▶ [STATED TASK]
Lay out every line of the records below as a Markdown table with the columns "Row" and "Line", where "Row" holds a running number and "Line" holds the line itself. Leave out blank lines.

[Dataset entries]
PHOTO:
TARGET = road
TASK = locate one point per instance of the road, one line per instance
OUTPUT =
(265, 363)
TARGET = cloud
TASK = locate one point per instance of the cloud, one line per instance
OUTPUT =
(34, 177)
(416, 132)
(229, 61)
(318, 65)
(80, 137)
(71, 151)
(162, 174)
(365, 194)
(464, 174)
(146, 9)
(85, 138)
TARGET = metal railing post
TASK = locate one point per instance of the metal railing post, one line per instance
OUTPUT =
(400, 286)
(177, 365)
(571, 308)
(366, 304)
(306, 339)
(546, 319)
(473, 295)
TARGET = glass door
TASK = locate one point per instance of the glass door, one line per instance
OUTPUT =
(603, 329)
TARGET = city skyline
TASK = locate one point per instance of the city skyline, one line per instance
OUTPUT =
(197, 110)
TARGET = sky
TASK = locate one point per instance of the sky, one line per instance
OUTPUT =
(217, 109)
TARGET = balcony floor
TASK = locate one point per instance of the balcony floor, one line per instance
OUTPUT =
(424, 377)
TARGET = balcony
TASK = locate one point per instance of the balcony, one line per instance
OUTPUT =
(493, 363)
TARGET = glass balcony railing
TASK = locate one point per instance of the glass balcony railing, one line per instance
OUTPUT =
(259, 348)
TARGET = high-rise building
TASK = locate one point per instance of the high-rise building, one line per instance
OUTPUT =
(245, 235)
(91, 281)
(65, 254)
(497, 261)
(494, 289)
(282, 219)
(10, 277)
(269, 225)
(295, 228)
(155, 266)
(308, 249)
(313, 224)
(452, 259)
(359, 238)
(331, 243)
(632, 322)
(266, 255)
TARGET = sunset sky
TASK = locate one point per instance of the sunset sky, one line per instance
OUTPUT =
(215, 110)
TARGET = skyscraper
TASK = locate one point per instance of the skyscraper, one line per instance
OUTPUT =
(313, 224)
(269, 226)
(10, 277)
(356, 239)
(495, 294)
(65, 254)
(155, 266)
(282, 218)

▶ [FULL SOLUTION]
| Row | Line |
|---|---|
| 1 | PHOTO: |
| 2 | TARGET = road |
| 3 | TASK = locate one point per instance of the road, one line per instance |
| 4 | OUTPUT = |
| 5 | (265, 363) |
| 6 | TARGET = cloud |
| 7 | TASK = locate one point per instance of the cloud, one line per instance |
| 8 | OUTPUT = |
| 9 | (34, 177) |
| 10 | (416, 132) |
| 11 | (229, 61) |
| 12 | (318, 65) |
| 13 | (80, 137) |
| 14 | (71, 151) |
| 15 | (162, 174) |
| 16 | (365, 194) |
| 17 | (464, 174) |
| 18 | (146, 9) |
| 19 | (85, 138) |
| 20 | TARGET = metal railing post |
| 21 | TASK = locate one point per instance of the metal railing post, one line per instance |
| 22 | OUTPUT = |
| 23 | (400, 286) |
| 24 | (177, 365) |
| 25 | (571, 308) |
| 26 | (366, 304) |
| 27 | (306, 339) |
| 28 | (546, 319) |
| 29 | (473, 295) |
| 30 | TARGET = glass door |
| 31 | TASK = locate one point per instance of the glass door, one line per instance |
| 32 | OUTPUT = |
| 33 | (603, 329) |
| 34 | TARGET = city skyline |
| 35 | TASK = locate one point per instance of the city skyline, one line per instance |
| 36 | OUTPUT = |
| 37 | (197, 110) |
| 38 | TARGET = sky |
| 39 | TASK = locate one point per instance of the sky, one line per instance |
| 40 | OUTPUT = |
| 41 | (217, 109) |
| 42 | TARGET = balcony floor |
| 43 | TASK = locate one point per instance of the balcony floor, one line per instance |
| 44 | OUTPUT = |
| 45 | (424, 377) |
| 46 | TARGET = balcony |
| 47 | TASK = locate one point per instance of the balcony, one line per instance |
| 48 | OUTPUT = |
| 49 | (493, 363) |
| 50 | TARGET = glass balcony railing |
| 51 | TASK = locate one point per instance of the glass balcony railing, one line per instance |
| 52 | OUTPUT = |
| 53 | (259, 348) |
| 54 | TARGET = high-rise building |
| 55 | TASK = locate one point per instance of the high-rise building, one line per instance |
| 56 | OUTPUT = |
| 57 | (245, 235) |
| 58 | (91, 281) |
| 59 | (65, 254) |
| 60 | (497, 261) |
| 61 | (494, 289) |
| 62 | (282, 219) |
| 63 | (10, 277) |
| 64 | (269, 225) |
| 65 | (295, 228) |
| 66 | (155, 266) |
| 67 | (308, 249) |
| 68 | (313, 224) |
| 69 | (452, 259) |
| 70 | (359, 238) |
| 71 | (331, 243) |
| 72 | (632, 322) |
| 73 | (266, 255) |
| 74 | TARGET = sunset sky |
| 75 | TASK = locate one point per instance of the sunset sky, one line per instance |
| 76 | OUTPUT = |
| 77 | (215, 110) |
| 78 | TARGET = skyscraper |
| 79 | TASK = locate one point per instance of the skyscraper, one line per instance |
| 80 | OUTPUT = |
| 81 | (313, 224) |
| 82 | (269, 226) |
| 83 | (10, 277) |
| 84 | (356, 239) |
| 85 | (495, 294) |
| 86 | (65, 254) |
| 87 | (155, 266) |
| 88 | (282, 218) |